Task to carry out =
Nothing but an exact copy is wanted: the line with "Target: woman's hand" and each line after it in the data below, last line included.

Records contained in a dataset:
○ ○ ○

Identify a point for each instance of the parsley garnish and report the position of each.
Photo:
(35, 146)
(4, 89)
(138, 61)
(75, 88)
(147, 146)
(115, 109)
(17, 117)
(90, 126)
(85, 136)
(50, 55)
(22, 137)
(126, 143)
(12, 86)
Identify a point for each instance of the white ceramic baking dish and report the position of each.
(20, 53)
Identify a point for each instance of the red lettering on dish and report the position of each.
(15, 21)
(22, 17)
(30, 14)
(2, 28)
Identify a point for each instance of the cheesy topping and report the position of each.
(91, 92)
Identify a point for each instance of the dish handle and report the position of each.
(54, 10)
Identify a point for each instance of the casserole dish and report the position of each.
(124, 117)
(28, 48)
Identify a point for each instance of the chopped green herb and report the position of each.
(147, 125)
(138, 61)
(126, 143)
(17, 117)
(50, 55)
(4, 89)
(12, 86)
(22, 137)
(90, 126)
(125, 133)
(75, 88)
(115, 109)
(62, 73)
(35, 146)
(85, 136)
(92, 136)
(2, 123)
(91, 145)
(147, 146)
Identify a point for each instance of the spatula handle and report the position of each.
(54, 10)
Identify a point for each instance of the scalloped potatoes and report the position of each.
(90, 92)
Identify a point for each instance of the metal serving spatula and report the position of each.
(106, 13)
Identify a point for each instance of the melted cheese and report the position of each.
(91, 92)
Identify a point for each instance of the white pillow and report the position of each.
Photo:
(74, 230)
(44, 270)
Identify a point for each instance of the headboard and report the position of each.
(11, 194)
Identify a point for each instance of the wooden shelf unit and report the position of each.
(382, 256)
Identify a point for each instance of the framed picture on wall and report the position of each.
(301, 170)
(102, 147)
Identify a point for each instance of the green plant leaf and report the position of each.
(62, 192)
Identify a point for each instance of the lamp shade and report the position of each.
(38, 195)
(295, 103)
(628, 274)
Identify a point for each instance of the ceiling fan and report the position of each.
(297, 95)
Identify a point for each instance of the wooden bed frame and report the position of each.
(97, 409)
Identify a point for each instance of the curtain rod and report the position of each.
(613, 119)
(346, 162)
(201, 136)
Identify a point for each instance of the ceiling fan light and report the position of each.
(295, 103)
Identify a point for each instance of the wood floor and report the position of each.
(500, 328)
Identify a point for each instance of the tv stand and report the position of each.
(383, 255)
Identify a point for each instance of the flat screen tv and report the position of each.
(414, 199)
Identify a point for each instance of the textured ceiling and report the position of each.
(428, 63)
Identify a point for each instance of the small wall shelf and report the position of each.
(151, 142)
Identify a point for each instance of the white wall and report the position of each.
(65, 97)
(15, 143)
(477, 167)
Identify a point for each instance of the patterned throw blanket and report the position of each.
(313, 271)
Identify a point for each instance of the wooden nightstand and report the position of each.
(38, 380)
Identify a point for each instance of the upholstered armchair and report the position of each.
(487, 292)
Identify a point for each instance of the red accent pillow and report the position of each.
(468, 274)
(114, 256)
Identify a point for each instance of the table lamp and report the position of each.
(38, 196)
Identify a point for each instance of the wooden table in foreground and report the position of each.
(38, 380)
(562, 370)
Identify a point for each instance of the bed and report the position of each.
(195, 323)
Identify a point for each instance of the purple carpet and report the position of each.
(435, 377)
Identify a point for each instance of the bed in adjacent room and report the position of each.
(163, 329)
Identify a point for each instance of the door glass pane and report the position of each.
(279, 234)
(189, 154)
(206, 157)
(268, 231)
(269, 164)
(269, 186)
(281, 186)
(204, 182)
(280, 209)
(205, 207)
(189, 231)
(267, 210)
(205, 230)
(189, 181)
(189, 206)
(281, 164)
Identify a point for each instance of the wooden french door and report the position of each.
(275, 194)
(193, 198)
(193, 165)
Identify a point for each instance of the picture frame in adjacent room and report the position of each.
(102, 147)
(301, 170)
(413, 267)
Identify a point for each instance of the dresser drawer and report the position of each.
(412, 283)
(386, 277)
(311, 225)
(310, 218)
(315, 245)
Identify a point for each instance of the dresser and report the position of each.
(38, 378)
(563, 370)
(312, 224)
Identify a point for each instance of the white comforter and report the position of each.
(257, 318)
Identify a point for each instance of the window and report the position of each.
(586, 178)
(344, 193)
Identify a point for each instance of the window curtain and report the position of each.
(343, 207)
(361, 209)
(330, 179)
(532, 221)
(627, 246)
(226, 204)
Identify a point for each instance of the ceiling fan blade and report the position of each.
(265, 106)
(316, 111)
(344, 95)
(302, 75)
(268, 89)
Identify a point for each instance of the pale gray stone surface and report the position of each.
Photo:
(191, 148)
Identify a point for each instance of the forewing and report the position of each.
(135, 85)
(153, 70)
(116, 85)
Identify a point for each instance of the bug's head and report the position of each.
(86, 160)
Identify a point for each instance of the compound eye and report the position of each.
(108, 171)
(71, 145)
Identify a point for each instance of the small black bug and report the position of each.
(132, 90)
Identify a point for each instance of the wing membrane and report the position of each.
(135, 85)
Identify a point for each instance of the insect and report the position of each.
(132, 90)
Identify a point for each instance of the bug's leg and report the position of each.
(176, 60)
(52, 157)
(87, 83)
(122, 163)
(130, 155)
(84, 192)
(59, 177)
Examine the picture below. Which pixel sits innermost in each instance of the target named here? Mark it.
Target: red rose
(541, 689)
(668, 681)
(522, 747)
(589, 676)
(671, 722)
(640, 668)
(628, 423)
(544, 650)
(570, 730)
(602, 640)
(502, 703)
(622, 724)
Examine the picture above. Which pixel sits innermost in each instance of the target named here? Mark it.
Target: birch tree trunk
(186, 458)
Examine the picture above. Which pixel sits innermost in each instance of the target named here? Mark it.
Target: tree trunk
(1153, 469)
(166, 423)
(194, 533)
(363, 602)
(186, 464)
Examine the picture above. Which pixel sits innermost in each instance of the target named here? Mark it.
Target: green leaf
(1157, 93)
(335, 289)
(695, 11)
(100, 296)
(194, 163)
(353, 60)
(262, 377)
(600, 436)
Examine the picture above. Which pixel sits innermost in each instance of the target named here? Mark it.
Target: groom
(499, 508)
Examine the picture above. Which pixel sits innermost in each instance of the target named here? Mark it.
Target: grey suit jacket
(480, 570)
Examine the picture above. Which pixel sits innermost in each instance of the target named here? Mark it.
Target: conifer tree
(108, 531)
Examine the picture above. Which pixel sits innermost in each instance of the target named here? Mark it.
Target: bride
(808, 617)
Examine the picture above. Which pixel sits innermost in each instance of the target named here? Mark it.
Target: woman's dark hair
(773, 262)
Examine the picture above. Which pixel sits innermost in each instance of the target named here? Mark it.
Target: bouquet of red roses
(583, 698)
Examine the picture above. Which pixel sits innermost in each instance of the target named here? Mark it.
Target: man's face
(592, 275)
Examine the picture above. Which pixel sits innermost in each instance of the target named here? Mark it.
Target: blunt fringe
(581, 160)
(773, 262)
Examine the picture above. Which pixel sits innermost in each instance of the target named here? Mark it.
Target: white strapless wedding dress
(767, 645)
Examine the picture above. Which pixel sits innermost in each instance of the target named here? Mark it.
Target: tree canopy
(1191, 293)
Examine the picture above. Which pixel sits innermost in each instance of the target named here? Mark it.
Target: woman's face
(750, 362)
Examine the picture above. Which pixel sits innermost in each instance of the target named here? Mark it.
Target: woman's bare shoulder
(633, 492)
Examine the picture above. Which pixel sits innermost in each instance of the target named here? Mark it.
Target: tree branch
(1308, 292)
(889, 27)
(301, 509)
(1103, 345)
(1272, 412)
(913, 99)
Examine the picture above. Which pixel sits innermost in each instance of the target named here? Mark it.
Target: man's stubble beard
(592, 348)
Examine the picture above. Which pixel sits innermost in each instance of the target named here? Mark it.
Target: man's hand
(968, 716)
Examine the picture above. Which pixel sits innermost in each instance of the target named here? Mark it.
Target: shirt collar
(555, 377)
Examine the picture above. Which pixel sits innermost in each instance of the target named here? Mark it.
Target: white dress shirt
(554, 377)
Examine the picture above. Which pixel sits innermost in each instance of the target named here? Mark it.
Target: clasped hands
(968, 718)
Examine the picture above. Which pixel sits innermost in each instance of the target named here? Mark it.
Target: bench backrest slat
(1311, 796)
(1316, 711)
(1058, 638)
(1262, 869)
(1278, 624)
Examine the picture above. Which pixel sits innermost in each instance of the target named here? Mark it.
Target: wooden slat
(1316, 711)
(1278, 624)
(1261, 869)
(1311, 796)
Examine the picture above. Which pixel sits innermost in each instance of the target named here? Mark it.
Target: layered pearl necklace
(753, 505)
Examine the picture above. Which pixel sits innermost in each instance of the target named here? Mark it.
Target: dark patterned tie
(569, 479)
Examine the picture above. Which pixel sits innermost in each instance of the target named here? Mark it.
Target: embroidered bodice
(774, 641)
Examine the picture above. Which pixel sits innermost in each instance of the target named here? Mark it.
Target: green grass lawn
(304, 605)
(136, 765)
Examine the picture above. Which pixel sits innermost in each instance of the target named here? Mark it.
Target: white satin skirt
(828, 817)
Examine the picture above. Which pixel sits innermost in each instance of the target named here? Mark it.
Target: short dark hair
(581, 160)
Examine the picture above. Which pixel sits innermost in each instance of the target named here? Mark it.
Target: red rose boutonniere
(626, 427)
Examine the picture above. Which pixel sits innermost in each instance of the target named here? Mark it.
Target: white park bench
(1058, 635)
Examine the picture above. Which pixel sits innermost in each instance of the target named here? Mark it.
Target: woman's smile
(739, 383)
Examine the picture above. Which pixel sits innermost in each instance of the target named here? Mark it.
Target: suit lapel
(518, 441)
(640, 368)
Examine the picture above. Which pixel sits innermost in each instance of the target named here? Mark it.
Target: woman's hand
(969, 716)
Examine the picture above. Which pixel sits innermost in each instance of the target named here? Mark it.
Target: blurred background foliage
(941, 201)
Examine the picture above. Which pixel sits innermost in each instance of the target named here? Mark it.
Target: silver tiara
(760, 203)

○ ○ ○

Expected answer =
Target: woman's hand
(969, 716)
Examine the picture above. Which pixel sits innermost in each instance of the target named here? Mark it.
Target: blurred background foliage
(941, 201)
Examine the picture above. Which pixel sits innermost in each instance of the target named here? Mark it.
Target: silver tiara
(760, 203)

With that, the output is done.